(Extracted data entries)
* START *

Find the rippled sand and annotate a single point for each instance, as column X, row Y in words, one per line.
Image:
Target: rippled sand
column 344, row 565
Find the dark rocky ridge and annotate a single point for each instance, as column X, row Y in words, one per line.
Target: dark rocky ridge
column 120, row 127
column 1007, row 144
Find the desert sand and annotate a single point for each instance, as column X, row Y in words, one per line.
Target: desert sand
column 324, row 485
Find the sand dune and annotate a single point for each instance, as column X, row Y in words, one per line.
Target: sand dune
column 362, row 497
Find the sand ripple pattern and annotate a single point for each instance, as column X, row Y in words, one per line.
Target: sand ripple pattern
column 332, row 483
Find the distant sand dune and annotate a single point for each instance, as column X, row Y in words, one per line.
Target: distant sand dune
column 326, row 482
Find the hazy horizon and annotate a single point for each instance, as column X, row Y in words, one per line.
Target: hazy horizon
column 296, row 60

* END *

§ SHORT TASK
Can you give the records again, from their start through the line containing "column 1007, row 144" (inclusive), changing every "annotate" to "mark" and leaving all else as it is?

§ COMPLETE RESPONSE
Find the rippled sand and mark a single point for each instance, as column X, row Y in words, one per line.
Image:
Target: rippled sand
column 344, row 565
Find the dark rocky ridge and mark a single point for each instance, as column X, row Y in words, one per line.
Target: dark rocky ridge
column 120, row 127
column 1007, row 144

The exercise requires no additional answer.